## PROBLEM TO SOLVE
Reproduce verbatim every line of the records from the one containing "the dock decking" through the final line of the records, including both ends.

## DATA FOR THE TASK
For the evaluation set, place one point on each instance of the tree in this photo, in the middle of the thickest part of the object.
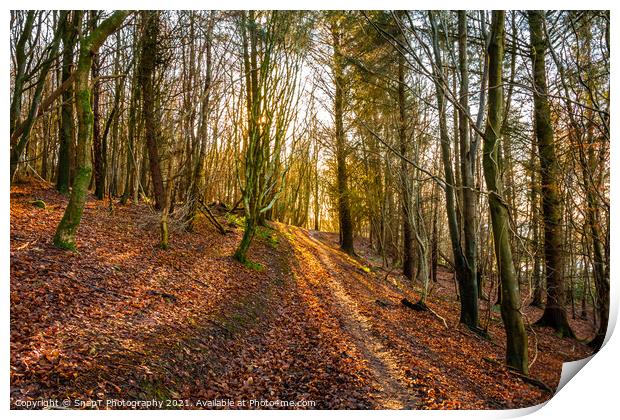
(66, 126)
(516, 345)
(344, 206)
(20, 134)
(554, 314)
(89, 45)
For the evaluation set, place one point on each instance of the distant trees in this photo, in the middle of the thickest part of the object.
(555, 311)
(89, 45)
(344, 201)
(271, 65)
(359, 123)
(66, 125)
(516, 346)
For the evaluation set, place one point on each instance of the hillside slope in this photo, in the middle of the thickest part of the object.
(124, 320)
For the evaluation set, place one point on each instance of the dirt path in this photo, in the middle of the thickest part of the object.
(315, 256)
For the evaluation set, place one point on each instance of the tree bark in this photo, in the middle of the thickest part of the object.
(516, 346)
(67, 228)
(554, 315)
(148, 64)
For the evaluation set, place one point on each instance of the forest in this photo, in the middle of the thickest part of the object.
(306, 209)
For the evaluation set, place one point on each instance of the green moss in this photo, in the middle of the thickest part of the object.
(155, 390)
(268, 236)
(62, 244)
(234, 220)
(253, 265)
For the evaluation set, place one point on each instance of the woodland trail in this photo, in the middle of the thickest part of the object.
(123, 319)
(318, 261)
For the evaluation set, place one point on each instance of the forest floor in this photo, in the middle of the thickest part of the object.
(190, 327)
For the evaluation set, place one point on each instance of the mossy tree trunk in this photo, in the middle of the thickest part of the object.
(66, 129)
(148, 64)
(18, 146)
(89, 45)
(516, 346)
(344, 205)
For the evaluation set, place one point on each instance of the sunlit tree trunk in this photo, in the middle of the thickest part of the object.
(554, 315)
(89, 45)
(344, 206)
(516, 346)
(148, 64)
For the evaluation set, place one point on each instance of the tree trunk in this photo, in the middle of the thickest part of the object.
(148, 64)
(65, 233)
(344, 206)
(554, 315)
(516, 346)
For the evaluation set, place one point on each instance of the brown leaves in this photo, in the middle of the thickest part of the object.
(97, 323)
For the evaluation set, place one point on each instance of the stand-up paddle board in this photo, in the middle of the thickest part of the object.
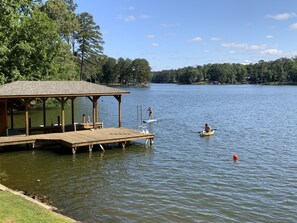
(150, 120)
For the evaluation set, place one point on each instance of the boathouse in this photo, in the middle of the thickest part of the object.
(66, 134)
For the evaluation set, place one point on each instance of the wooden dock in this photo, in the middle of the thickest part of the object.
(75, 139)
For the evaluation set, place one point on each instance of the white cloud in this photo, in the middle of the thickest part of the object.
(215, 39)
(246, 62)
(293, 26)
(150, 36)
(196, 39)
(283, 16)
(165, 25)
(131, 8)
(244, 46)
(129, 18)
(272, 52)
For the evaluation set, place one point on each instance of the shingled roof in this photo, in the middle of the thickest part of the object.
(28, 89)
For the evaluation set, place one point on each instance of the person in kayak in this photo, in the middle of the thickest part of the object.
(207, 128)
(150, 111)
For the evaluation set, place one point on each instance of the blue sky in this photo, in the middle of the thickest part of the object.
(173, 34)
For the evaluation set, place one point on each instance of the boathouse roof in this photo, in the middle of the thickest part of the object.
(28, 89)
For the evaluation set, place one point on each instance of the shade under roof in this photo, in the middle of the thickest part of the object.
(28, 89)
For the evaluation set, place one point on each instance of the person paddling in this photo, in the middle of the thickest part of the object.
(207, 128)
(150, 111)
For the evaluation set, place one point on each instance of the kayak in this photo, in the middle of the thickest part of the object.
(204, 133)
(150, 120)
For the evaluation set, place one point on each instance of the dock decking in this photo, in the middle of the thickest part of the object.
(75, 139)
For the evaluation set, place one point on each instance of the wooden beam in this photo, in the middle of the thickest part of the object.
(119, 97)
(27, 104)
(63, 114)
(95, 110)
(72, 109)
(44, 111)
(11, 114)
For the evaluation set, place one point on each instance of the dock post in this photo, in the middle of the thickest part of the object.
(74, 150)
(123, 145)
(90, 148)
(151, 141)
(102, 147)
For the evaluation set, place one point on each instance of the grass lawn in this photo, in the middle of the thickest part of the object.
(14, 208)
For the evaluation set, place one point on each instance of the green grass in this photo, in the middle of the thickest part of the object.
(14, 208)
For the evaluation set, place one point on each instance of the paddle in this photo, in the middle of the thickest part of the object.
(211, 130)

## COMPLETE OUTPUT
For the evaluation set, place one point on each instance of the dock decking in this photo, in the middle of the thickest part of the object.
(75, 139)
For the evaluation set, place one point on each instance of the wooden beam in this photo, in the middle of the thickest part of the object.
(119, 97)
(27, 104)
(63, 114)
(95, 110)
(72, 109)
(44, 111)
(11, 114)
For the evaluation set, place one point on each instance of the dock post in this photo, in the middle of the thickest part of the object.
(74, 150)
(123, 145)
(90, 148)
(151, 141)
(102, 147)
For the evaluation set, place one point on each instance of the grass lawn in this photo, in the middle of the thickest part of the object.
(14, 208)
For the evaluation set, place one point on each instance of the green grass in this photo, in the middle of the thickest part of the object.
(14, 208)
For the evaluation set, place one point on each instance of the paddle in this photo, in the middle of the thickest part of the object.
(211, 130)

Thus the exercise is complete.